◆ DATASET CONTENT
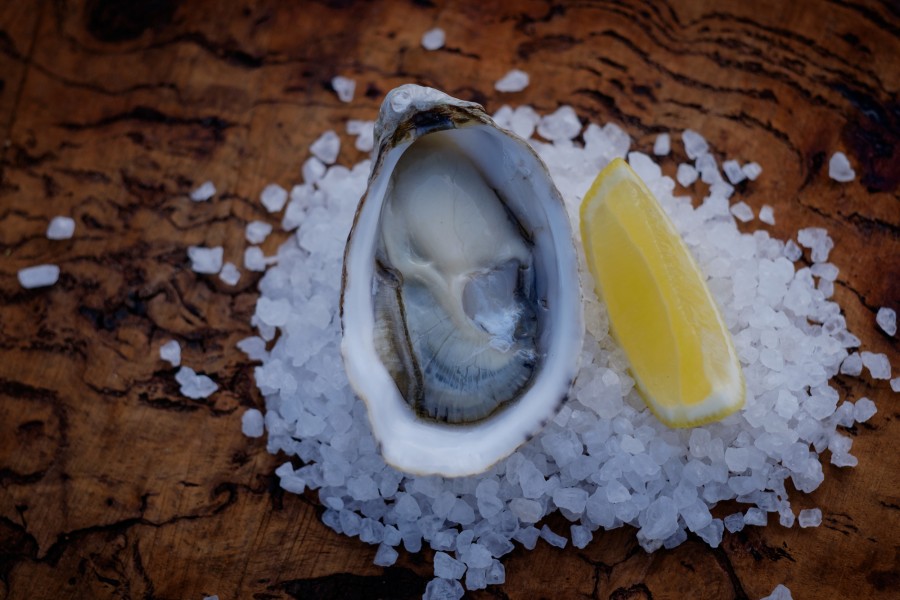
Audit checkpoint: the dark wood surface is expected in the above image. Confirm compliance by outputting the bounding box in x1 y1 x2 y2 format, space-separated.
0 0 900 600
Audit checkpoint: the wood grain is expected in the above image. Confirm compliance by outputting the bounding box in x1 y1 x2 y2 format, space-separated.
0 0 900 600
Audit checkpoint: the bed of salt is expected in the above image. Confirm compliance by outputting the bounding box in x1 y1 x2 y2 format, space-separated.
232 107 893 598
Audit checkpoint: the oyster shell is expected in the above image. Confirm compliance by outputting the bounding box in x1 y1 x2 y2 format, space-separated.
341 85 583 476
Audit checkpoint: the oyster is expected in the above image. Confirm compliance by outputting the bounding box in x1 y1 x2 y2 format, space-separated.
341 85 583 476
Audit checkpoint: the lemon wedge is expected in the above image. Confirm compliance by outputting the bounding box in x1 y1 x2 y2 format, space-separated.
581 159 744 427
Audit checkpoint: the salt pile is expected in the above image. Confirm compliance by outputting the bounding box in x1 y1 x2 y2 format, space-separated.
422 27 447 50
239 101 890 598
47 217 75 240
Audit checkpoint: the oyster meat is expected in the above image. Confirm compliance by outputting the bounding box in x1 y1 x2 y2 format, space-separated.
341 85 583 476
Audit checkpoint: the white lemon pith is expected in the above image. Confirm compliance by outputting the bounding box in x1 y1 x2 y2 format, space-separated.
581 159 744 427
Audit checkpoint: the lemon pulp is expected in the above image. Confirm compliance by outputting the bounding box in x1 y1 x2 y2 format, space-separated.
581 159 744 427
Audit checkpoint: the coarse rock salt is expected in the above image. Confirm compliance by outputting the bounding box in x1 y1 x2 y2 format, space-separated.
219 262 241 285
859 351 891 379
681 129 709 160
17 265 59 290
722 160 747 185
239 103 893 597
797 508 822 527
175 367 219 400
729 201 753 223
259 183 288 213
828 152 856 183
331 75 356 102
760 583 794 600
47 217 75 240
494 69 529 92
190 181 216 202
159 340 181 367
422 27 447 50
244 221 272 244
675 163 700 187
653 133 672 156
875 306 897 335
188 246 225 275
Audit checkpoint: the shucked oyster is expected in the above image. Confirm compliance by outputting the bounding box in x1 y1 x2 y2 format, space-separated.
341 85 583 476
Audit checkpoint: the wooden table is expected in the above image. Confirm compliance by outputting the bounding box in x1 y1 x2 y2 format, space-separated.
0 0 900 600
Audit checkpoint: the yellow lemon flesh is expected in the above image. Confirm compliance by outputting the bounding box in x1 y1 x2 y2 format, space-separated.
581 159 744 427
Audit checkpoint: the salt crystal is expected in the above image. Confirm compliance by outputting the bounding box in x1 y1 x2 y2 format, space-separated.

◆ WHAT IS NEEDED
Change every instance of "Audit checkpoint" in the data above to "Quality check", keep everything else the same, and leave the pictures out of your answer.

◆ EXERCISE RESPONSE
Quality check: the dark wood surface is expected in the above image. Confirm compliance by outputting the bounding box in x1 y1 x2 y2 format, space-separated.
0 0 900 600
Quality check: the wood grain is expected in the above image. Confirm compliance by outputting the bounding box in x1 y1 x2 y2 format, space-separated.
0 0 900 600
Quality check: the bed of salt is expected in the above image. Confirm compliance by outputting the bounding box in x1 y1 x2 y2 format, space-separated.
232 107 893 598
Quality check: the oyster shell is expected in the above image. Confirm compliance by outputting the bounding box in x1 y1 x2 y2 format, space-separated.
341 85 583 476
Quality check: the oyster is expected in the above image. Confirm compliance by outputting the bounding box in x1 y1 x2 y2 format, space-separated.
341 85 583 476
Quality check: the lemon wedge is expected in the above image. Confirm compliance by outputting the bounding box in x1 y1 x2 y2 format, space-separated.
581 159 744 427
Quality check: the salt pile is expected in the above image. Confirm compliance by outputting the bounding box in x1 y1 x2 y2 format, space-separated.
422 27 447 50
239 101 890 598
47 217 75 240
Quality check: the oyster meat is expected in the above image. Confirm compliance by outputting the bounding box in x1 y1 x2 y2 format, space-separated.
341 85 583 476
Quality check: the white lemon pith is expected in the above image. Confirm compliance by outputting the bounding box in x1 y1 x2 y2 format, space-separated.
581 159 744 427
Quality check: the lemon pulp is expected in the above image. Confirm compliance by outputting the bounding box in x1 y1 x2 y2 format, space-separated.
581 159 744 427
Quality check: the coarse rock salt is expected in the above image. Confirm compliance by outputting the bounding box in x1 y1 x2 y2 format, space-separated.
219 262 241 285
859 351 891 379
681 129 709 160
17 265 59 290
722 160 747 185
239 103 893 597
797 508 822 527
175 367 219 400
729 201 753 223
259 183 288 213
828 152 856 183
331 75 356 102
760 583 794 600
47 217 75 240
494 69 529 92
190 181 216 202
159 340 181 367
422 27 447 50
244 221 272 244
675 163 700 187
653 133 672 156
875 306 897 335
188 246 225 275
Quality check: the shucked oyster is expected in the above image. Confirm compliance by outputting the bounding box in x1 y1 x2 y2 format, space-separated.
341 85 583 476
Quality check: the wooden table is expected in the above image. Confirm compliance by outputting the bounding box in x1 y1 x2 y2 format, space-separated.
0 0 900 600
Quality check: the yellow lemon flesh is expected in the above image. Confirm compliance by outputting the bounding box in x1 y1 x2 y2 format, space-separated.
581 159 744 427
Quality check: the salt crystal is expected in the above image. Confirm compliance by outputting the bounding box in x1 y1 x2 y2 format, space-separated.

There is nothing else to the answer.